*GOAL OF THE EXERCISE*
Make a numbered list of every line in the records below, starting at the line that contains "of the house" and going through the end of the records. Include both ends, skip blank lines, and leave the pictures out.

________________________

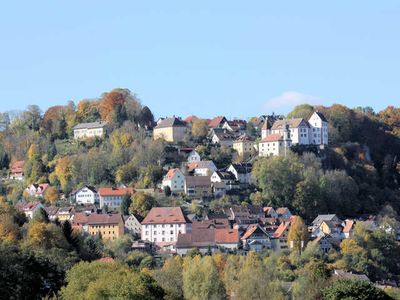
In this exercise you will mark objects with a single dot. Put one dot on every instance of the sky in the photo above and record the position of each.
(208, 58)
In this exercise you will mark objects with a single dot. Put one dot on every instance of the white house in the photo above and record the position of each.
(274, 144)
(112, 197)
(202, 168)
(162, 225)
(193, 156)
(175, 180)
(89, 130)
(242, 172)
(87, 195)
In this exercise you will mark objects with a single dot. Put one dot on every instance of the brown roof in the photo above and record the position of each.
(281, 229)
(293, 123)
(165, 215)
(251, 229)
(115, 191)
(198, 181)
(276, 137)
(216, 121)
(348, 226)
(171, 173)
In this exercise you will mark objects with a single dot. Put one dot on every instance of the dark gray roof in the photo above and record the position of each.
(91, 125)
(171, 122)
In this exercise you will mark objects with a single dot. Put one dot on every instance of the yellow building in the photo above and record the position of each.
(243, 145)
(170, 130)
(109, 226)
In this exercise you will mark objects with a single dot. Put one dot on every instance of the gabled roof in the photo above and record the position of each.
(252, 229)
(171, 173)
(92, 125)
(165, 215)
(225, 175)
(171, 122)
(320, 218)
(276, 137)
(198, 181)
(281, 229)
(293, 123)
(319, 114)
(115, 191)
(217, 121)
(243, 168)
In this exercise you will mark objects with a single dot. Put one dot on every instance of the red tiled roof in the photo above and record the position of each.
(272, 138)
(165, 215)
(281, 229)
(171, 173)
(216, 121)
(224, 236)
(115, 191)
(348, 226)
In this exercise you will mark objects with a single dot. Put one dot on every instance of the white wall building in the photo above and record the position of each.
(175, 180)
(112, 197)
(87, 195)
(89, 130)
(162, 225)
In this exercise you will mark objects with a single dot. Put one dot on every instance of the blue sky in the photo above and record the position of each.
(236, 58)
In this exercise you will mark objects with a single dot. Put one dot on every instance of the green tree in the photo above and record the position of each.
(352, 289)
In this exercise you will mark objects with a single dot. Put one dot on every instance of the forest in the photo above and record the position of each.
(358, 174)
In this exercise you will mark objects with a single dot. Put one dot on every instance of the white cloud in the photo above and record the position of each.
(287, 100)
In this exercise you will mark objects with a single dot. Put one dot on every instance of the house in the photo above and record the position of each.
(244, 145)
(235, 125)
(202, 168)
(86, 195)
(270, 212)
(109, 226)
(222, 137)
(218, 189)
(208, 240)
(112, 197)
(51, 212)
(255, 238)
(348, 228)
(197, 186)
(30, 208)
(37, 190)
(175, 180)
(226, 177)
(65, 213)
(242, 172)
(275, 144)
(162, 225)
(17, 170)
(170, 130)
(283, 213)
(90, 130)
(280, 236)
(193, 157)
(132, 225)
(217, 122)
(303, 132)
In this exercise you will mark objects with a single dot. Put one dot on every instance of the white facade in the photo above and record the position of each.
(87, 195)
(159, 233)
(175, 180)
(193, 156)
(89, 130)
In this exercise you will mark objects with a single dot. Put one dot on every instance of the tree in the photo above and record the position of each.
(298, 234)
(141, 203)
(200, 128)
(101, 280)
(352, 289)
(51, 195)
(125, 204)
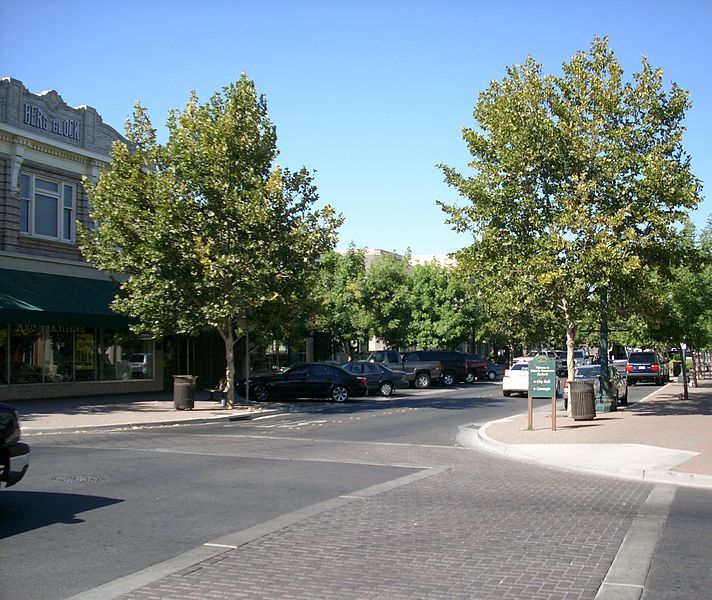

________________________

*ANSWER TO THIS EXERCISE*
1. In this exercise you will mark objects with a single dot. Put one dot on every instance of the house in the photo above and record the position of each.
2. (244, 145)
3. (235, 125)
4. (202, 168)
5. (86, 195)
6. (270, 212)
7. (109, 226)
8. (222, 137)
9. (218, 189)
10. (208, 240)
11. (112, 197)
12. (51, 212)
13. (255, 238)
14. (348, 228)
15. (197, 186)
16. (30, 208)
17. (37, 190)
18. (175, 180)
19. (226, 177)
20. (65, 213)
21. (242, 172)
22. (275, 144)
23. (162, 225)
24. (17, 170)
25. (170, 130)
26. (283, 213)
27. (90, 130)
28. (280, 236)
29. (193, 157)
30. (132, 225)
31. (217, 122)
32. (303, 132)
33. In this exercise you will mark objects with a single dot. Put one dot on every instance of the white facade in the photo above and record the position of each.
34. (87, 195)
35. (159, 233)
36. (175, 180)
37. (193, 156)
38. (89, 130)
39. In this exercise you will mark objects with a single dot. Put one dot on every instance of the tree in the photo above and record the position of each.
40. (298, 234)
41. (141, 203)
42. (200, 128)
43. (101, 280)
44. (352, 289)
45. (51, 195)
46. (125, 204)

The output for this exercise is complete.